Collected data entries

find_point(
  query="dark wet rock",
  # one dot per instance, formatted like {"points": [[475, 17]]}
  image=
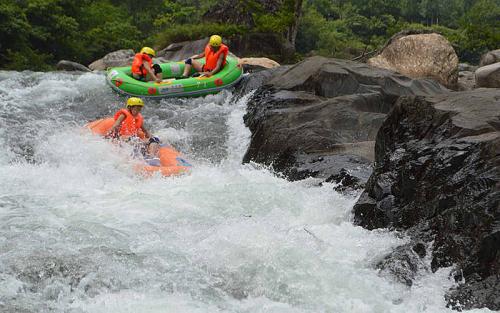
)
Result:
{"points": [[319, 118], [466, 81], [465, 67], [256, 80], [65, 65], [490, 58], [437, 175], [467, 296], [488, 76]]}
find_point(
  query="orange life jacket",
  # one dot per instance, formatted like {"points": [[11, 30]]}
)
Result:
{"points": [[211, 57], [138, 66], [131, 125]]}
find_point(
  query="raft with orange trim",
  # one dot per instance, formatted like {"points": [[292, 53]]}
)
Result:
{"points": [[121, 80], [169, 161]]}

...

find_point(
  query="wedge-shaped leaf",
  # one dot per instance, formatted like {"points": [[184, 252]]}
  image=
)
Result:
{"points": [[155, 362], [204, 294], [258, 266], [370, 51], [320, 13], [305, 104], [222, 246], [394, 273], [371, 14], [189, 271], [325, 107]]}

AIM
Locate each line in the items above that contains the string "orange", and copy every such line.

PROBLEM SOLUTION
  query="orange life jacket",
  query="raft with orange trim",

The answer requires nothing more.